» Given problem
Format every line of the listing below as a numbered list, omitting any blank lines.

━━━━━━━━━━━━━━━━━━━━━━━━━━━━━━

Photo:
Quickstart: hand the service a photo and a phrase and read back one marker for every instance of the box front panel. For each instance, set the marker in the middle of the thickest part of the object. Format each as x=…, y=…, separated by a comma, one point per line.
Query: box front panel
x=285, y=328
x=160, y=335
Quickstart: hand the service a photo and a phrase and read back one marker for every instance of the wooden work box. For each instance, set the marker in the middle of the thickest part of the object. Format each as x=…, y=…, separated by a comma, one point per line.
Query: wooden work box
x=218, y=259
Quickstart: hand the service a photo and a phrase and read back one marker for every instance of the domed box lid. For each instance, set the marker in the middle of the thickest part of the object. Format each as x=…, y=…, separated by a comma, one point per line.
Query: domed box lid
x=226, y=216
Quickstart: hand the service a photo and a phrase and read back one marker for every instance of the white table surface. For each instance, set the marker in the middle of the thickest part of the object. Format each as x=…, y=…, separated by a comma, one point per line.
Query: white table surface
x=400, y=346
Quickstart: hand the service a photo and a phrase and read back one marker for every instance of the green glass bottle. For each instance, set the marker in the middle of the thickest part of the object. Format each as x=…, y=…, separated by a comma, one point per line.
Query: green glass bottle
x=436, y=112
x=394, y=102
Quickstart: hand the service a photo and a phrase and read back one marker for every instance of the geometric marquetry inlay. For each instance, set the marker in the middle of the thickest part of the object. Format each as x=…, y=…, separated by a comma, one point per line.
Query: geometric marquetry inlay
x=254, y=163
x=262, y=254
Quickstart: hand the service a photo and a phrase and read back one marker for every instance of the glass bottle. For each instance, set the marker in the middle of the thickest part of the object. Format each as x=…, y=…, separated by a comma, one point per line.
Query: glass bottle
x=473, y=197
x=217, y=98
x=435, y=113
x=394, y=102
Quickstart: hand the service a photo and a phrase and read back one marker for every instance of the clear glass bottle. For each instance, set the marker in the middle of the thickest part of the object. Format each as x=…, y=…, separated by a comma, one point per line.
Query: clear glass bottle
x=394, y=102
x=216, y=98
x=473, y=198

━━━━━━━━━━━━━━━━━━━━━━━━━━━━━━

» Solution
1. Photo:
2. Quickstart: hand the service a photo and a phrase and read back one marker for every instance of the box front panel. For each instance, set the marker in the middle of the thickest part of the object. Format each as x=…, y=…, separated by a comma, one point per line.
3. Query: box front panel
4. x=285, y=328
5. x=160, y=335
6. Quickstart: hand the service a photo and a phrase and read back one marker for every instance of the wooden work box. For each instance, set the marker in the middle of the thickest part of the object. Format each as x=…, y=…, separated by a comma, one point per line.
7. Query: wooden work box
8. x=218, y=259
9. Quickstart: hand the service a photo and a phrase and read back one marker for every instance of the domed box lid. For each instance, set the marker in the middle of the thickest part of the object. Format each as x=…, y=…, separated by a comma, one point per line.
10. Query: domed box lid
11. x=226, y=216
12. Quickstart: hand the service a photo and a phrase and read back one marker for every instance of the white table surface. For each instance, set the marker in the middle of the thickest part of the object. Format each as x=…, y=…, separated by a comma, one point per line.
13. Query: white table surface
14. x=400, y=346
15. Quickstart: hand the service a photo and a phrase and read back one marker for every instance of the green glass bottle. For each instance, set the marker in the middle of the thickest part of the object. Format each as x=…, y=…, separated by a comma, one point per line.
16. Query: green glass bottle
17. x=436, y=112
18. x=394, y=102
19. Quickstart: hand the service a photo and a phrase and read back one marker for every instance of the geometric marquetry inlay. For each instance, set the marker in the middle of the thickest part of the object. Format each as x=…, y=…, separated by a comma, one point per line.
20. Query: geometric marquetry inlay
21. x=254, y=163
22. x=262, y=254
23. Quickstart: hand the service a photo and a phrase and read back one marker for every instance of the glass bottle. For each instance, set the marker in the middle of the thickest part of the object. Format each as x=…, y=…, separated by a comma, one point per line.
24. Query: glass bottle
25. x=473, y=197
26. x=217, y=98
27. x=435, y=113
28. x=394, y=102
29. Quickstart: hand the service a photo and a phrase and read back one marker for every instance of the clear glass bottle. For each instance, set the marker in the middle of the thickest part of the object. Format each as x=…, y=…, separated by a comma, one point per line.
30. Query: clear glass bottle
31. x=394, y=102
32. x=216, y=98
33. x=473, y=198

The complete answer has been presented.